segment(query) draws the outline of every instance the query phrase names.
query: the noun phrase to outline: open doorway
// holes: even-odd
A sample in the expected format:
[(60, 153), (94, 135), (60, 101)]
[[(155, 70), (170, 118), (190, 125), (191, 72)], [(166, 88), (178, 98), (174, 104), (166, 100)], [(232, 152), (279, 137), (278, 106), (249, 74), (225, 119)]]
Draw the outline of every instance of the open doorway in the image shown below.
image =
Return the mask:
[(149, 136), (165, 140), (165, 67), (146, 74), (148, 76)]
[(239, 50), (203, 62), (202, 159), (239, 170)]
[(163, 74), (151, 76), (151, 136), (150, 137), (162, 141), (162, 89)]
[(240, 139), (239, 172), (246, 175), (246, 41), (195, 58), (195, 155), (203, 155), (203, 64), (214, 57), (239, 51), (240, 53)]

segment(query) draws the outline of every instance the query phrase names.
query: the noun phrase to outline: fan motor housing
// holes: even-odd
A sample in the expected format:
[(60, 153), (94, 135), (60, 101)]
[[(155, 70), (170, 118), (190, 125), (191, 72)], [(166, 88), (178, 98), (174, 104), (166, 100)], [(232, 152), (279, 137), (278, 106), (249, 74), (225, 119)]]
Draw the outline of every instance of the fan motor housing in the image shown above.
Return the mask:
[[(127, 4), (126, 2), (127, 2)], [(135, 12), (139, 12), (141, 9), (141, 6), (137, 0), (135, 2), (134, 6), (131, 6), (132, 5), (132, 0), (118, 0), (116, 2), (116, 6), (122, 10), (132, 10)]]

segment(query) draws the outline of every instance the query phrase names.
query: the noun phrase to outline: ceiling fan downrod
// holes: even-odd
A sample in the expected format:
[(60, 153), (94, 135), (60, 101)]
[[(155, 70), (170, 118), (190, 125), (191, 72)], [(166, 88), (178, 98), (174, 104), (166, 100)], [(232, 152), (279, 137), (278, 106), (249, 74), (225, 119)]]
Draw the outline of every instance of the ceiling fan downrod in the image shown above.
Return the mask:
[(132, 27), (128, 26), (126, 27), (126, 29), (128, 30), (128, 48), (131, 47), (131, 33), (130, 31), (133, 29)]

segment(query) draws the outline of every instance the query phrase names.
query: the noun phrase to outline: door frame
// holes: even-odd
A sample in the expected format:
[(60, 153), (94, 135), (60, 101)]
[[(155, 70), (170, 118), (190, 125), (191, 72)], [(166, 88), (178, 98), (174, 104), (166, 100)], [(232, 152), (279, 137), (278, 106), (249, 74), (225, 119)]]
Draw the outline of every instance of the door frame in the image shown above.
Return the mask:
--------
• _Problem to work on_
Rewrite all the items above, changing every "Return the mask" to "Give the outline" and leaving the rest untouched.

• _Exercise result_
segment(query) draws the outline of every instance the query phrase names.
query: the noun phrase to outline: open doorway
// holes: even-odd
A sample in the expected format:
[(60, 153), (94, 135), (60, 101)]
[[(155, 70), (170, 118), (190, 125), (191, 72)], [(166, 88), (178, 98), (174, 104), (166, 100)], [(232, 152), (279, 137), (278, 106), (249, 74), (225, 119)]]
Draw the outline of every instance of the open doorway in the image shown below.
image =
Give the outline:
[(149, 136), (165, 140), (165, 67), (146, 74), (148, 76)]
[(239, 50), (203, 62), (202, 159), (239, 170)]
[(163, 74), (151, 76), (151, 136), (150, 137), (162, 141), (162, 89)]
[(240, 139), (239, 172), (246, 175), (246, 41), (195, 58), (195, 155), (203, 155), (203, 64), (214, 57), (239, 51), (240, 53)]

segment(query) draws the outline of every instance the query phrase names.
query: the noun phrase to outline: fan motor housing
// holes: even-odd
A sample in the expected format:
[(60, 153), (94, 135), (60, 101)]
[[(155, 70), (170, 118), (190, 125), (191, 72)], [(166, 88), (178, 98), (174, 104), (166, 100)], [(232, 152), (279, 137), (278, 106), (249, 74), (225, 119)]]
Draw the outline of every instance of the fan motor housing in the image shown above.
Give the outline:
[[(127, 4), (126, 2), (127, 2)], [(135, 12), (139, 12), (141, 9), (141, 6), (137, 0), (135, 2), (134, 6), (131, 6), (132, 5), (132, 0), (118, 0), (116, 2), (116, 6), (122, 10), (132, 10)]]

segment(query) draws the outline of every instance the query phrase names.
query: the noun phrase to outline: ceiling fan downrod
// holes: even-odd
A sample in the expected format:
[(60, 153), (94, 135), (60, 101)]
[[(155, 70), (170, 118), (190, 125), (191, 72)], [(166, 88), (178, 98), (174, 104), (166, 100)], [(232, 152), (279, 137), (278, 106), (249, 74), (225, 119)]]
Draw the outline of every instance of the ceiling fan downrod in the image shown above.
Give the outline:
[(132, 27), (128, 26), (126, 27), (126, 29), (128, 30), (128, 48), (131, 47), (131, 33), (130, 31), (133, 29)]

segment(query) draws the outline of every instance the query phrase names.
query: the noun phrase to outline: door frame
// holes: even-odd
A sample in the expected format:
[(60, 153), (94, 135), (60, 101)]
[[(155, 70), (170, 118), (190, 125), (191, 72)], [(166, 88), (178, 98), (174, 104), (166, 100)], [(232, 152), (279, 137), (278, 106), (249, 74), (225, 119)]]
Draw the outline of every instance of the door frame in the image shown above.
Give the outline:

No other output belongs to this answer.